Requirements => Copy all the entries word for word, but omit the pictures.

Labeled area outline items
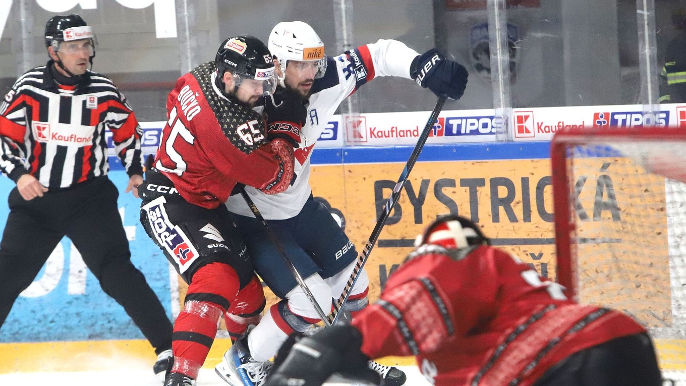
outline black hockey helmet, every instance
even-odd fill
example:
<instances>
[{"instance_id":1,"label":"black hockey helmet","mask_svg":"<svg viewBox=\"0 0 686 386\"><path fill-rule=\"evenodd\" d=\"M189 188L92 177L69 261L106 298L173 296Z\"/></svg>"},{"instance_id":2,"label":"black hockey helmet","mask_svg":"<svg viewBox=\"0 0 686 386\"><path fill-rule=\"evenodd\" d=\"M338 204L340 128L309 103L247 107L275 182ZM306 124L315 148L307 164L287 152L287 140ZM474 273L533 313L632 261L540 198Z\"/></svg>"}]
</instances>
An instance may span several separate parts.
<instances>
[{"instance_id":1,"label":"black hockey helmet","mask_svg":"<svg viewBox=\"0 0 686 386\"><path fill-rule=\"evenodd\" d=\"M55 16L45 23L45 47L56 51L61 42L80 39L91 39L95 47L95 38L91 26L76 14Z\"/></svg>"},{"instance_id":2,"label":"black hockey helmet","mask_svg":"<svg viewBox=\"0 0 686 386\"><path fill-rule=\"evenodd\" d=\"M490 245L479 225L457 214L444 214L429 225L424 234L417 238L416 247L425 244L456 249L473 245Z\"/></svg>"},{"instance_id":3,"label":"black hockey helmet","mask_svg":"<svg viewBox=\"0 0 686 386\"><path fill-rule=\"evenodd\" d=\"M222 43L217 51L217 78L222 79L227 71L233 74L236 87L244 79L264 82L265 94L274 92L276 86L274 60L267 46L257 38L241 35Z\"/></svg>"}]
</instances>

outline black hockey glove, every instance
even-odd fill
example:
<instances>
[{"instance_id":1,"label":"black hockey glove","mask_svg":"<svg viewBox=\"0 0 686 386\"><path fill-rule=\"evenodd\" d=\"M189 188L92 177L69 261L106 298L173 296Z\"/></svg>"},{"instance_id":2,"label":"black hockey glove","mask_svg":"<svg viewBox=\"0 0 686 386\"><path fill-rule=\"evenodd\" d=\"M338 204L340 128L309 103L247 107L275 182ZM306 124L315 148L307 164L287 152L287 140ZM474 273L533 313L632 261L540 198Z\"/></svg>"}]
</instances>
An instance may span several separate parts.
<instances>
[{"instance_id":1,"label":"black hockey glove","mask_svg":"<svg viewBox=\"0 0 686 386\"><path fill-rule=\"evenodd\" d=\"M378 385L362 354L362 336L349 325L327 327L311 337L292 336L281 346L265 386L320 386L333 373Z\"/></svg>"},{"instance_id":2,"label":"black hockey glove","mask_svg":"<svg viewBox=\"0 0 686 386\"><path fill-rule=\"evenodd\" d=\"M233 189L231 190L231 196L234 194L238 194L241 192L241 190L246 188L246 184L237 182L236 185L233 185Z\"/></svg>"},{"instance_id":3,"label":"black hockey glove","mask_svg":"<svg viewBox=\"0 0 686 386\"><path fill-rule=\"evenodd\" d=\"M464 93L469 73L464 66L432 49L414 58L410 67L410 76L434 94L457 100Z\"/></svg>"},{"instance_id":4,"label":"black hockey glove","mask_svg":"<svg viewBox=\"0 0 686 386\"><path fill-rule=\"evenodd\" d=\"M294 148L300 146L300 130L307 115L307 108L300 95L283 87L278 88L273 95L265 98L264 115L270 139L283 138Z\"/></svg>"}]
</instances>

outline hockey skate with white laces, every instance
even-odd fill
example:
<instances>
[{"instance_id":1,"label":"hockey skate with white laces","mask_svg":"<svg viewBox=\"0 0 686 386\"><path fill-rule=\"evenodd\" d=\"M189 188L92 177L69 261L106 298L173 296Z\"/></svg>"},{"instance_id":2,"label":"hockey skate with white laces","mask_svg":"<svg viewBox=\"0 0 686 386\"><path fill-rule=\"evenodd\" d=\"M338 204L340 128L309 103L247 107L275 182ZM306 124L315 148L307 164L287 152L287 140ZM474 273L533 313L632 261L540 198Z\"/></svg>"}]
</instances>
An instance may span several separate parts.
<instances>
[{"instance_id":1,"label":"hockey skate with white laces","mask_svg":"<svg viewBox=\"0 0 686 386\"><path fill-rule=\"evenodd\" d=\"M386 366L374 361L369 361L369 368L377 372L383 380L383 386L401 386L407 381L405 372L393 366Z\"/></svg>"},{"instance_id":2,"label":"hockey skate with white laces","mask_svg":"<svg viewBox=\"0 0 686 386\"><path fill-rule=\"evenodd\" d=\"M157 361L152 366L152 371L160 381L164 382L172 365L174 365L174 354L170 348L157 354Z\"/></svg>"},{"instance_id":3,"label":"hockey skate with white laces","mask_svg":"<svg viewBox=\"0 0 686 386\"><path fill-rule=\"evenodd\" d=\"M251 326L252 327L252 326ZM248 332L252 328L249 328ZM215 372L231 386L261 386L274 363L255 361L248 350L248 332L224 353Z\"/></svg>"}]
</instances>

Output for this exercise =>
outline black hockey helmet, every instance
even-odd fill
example:
<instances>
[{"instance_id":1,"label":"black hockey helmet","mask_svg":"<svg viewBox=\"0 0 686 386\"><path fill-rule=\"evenodd\" d=\"M189 188L92 177L69 261L106 298L173 296Z\"/></svg>"},{"instance_id":2,"label":"black hockey helmet","mask_svg":"<svg viewBox=\"0 0 686 386\"><path fill-rule=\"evenodd\" d=\"M338 204L340 128L309 103L247 107L275 182ZM306 124L315 148L307 164L287 152L287 140ZM474 273L533 313L632 261L540 198Z\"/></svg>"}]
</instances>
An instance may span several separate parts.
<instances>
[{"instance_id":1,"label":"black hockey helmet","mask_svg":"<svg viewBox=\"0 0 686 386\"><path fill-rule=\"evenodd\" d=\"M55 16L45 23L45 47L56 51L61 42L80 39L91 39L95 47L95 38L91 26L76 14Z\"/></svg>"},{"instance_id":2,"label":"black hockey helmet","mask_svg":"<svg viewBox=\"0 0 686 386\"><path fill-rule=\"evenodd\" d=\"M490 245L479 225L457 214L444 214L429 225L424 234L417 238L416 247L425 244L456 249L473 245Z\"/></svg>"},{"instance_id":3,"label":"black hockey helmet","mask_svg":"<svg viewBox=\"0 0 686 386\"><path fill-rule=\"evenodd\" d=\"M222 43L217 51L217 78L222 79L227 71L233 74L236 87L244 79L264 82L265 94L274 92L276 86L274 60L267 46L257 38L241 35Z\"/></svg>"}]
</instances>

outline black hockey glove, every instance
even-odd fill
example:
<instances>
[{"instance_id":1,"label":"black hockey glove","mask_svg":"<svg viewBox=\"0 0 686 386\"><path fill-rule=\"evenodd\" d=\"M189 188L92 177L69 261L106 298L173 296Z\"/></svg>"},{"instance_id":2,"label":"black hockey glove","mask_svg":"<svg viewBox=\"0 0 686 386\"><path fill-rule=\"evenodd\" d=\"M338 204L340 128L309 103L247 107L275 182ZM306 124L315 148L307 164L287 152L287 140ZM474 273L533 313L632 261L540 198Z\"/></svg>"}]
</instances>
An instance may span several separate parts.
<instances>
[{"instance_id":1,"label":"black hockey glove","mask_svg":"<svg viewBox=\"0 0 686 386\"><path fill-rule=\"evenodd\" d=\"M378 385L362 354L362 336L349 325L327 327L311 337L292 336L281 346L265 386L320 386L333 373Z\"/></svg>"},{"instance_id":2,"label":"black hockey glove","mask_svg":"<svg viewBox=\"0 0 686 386\"><path fill-rule=\"evenodd\" d=\"M233 189L231 190L231 196L234 194L238 194L241 192L241 190L246 188L246 184L237 182L236 185L233 185Z\"/></svg>"},{"instance_id":3,"label":"black hockey glove","mask_svg":"<svg viewBox=\"0 0 686 386\"><path fill-rule=\"evenodd\" d=\"M464 93L469 73L464 66L432 49L414 58L410 67L410 76L434 94L457 100Z\"/></svg>"},{"instance_id":4,"label":"black hockey glove","mask_svg":"<svg viewBox=\"0 0 686 386\"><path fill-rule=\"evenodd\" d=\"M294 148L300 146L300 130L307 115L307 108L300 95L283 87L278 88L273 95L265 98L264 115L270 139L283 138Z\"/></svg>"}]
</instances>

outline hockey skate with white laces, every instance
even-odd fill
example:
<instances>
[{"instance_id":1,"label":"hockey skate with white laces","mask_svg":"<svg viewBox=\"0 0 686 386\"><path fill-rule=\"evenodd\" d=\"M189 188L92 177L69 261L106 298L173 296Z\"/></svg>"},{"instance_id":2,"label":"hockey skate with white laces","mask_svg":"<svg viewBox=\"0 0 686 386\"><path fill-rule=\"evenodd\" d=\"M338 204L340 128L309 103L247 107L275 182ZM306 124L315 148L307 164L287 152L287 140ZM474 273L533 313L632 261L540 198Z\"/></svg>"}]
</instances>
An instance may span several separate parts.
<instances>
[{"instance_id":1,"label":"hockey skate with white laces","mask_svg":"<svg viewBox=\"0 0 686 386\"><path fill-rule=\"evenodd\" d=\"M386 366L374 361L369 361L369 368L377 372L383 380L383 386L401 386L407 381L405 372L393 366Z\"/></svg>"},{"instance_id":2,"label":"hockey skate with white laces","mask_svg":"<svg viewBox=\"0 0 686 386\"><path fill-rule=\"evenodd\" d=\"M157 361L152 366L152 371L160 381L164 382L172 365L174 365L174 354L170 348L157 354Z\"/></svg>"},{"instance_id":3,"label":"hockey skate with white laces","mask_svg":"<svg viewBox=\"0 0 686 386\"><path fill-rule=\"evenodd\" d=\"M251 326L252 327L252 326ZM248 332L252 328L249 328ZM215 372L231 386L261 386L274 363L255 361L248 350L248 332L224 353Z\"/></svg>"}]
</instances>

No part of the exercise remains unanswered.